··· Trecho do texto ···
Ou seja, em outras importantes “Operas House” há também espectros nos bastidores. Pessoas entendidas acham que nosso medo não deve ser menor por isto. Elas podem estar certas. Reincidência inflacionária no Brasil apavora tanto como reincidência na dengue; periga vir agravada na forma hemorrágica. Principalmente porque nossa cultura de pouca fé na moeda ainda é muito presente. Exemplo diuturno dessa desconfiança está em que, passados dezessete anos de saúde monetária com o Plano Real, ainda não se escreve neste país um único contrato de locação de imóvel, residencial ou comercial, onde não apareça o valor do aluguel vinculado a índices oficiais.
···
● Objetivo da tarefa
Segundo o trecho sobre inflação, há quantos anos o Brasil vive com saúde monetária sob o Plano Real? As linhas a seguir não têm relação com o trecho sobre inflação.
··· Linhas fornecidas ···
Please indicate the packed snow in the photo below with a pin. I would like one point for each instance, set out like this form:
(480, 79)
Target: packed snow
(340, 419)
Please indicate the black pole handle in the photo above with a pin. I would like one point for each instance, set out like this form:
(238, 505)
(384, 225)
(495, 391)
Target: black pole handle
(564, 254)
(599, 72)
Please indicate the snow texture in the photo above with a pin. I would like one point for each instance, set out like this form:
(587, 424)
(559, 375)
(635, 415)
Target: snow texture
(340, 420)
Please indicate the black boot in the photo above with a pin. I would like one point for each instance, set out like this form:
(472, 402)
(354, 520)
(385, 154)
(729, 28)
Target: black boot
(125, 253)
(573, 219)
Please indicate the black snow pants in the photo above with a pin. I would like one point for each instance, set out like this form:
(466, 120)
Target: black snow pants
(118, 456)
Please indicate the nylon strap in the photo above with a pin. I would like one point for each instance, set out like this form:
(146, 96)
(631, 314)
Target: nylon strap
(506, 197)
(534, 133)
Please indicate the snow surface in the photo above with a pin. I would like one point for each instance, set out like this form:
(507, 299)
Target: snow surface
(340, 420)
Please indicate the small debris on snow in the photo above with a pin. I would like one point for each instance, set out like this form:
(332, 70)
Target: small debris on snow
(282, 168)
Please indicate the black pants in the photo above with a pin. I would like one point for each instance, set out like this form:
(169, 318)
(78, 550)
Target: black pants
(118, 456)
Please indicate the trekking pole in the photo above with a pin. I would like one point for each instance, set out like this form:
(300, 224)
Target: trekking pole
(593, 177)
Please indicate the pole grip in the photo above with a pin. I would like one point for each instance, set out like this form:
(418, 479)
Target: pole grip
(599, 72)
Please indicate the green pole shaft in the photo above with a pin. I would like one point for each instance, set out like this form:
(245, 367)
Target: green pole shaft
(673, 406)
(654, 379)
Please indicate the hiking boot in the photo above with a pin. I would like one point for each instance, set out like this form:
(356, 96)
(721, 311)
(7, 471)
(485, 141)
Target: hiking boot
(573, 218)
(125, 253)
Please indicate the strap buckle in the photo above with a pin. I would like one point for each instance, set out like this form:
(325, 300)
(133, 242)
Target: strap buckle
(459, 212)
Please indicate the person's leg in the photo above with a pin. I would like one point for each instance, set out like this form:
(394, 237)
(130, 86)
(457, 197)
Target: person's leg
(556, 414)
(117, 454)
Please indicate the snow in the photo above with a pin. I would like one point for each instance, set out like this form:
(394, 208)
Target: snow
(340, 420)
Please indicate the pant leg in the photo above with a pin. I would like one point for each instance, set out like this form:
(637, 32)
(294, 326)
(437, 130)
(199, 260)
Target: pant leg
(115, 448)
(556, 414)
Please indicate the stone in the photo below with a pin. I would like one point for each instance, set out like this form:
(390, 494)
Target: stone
···
● Resultado
Há dezessete anos.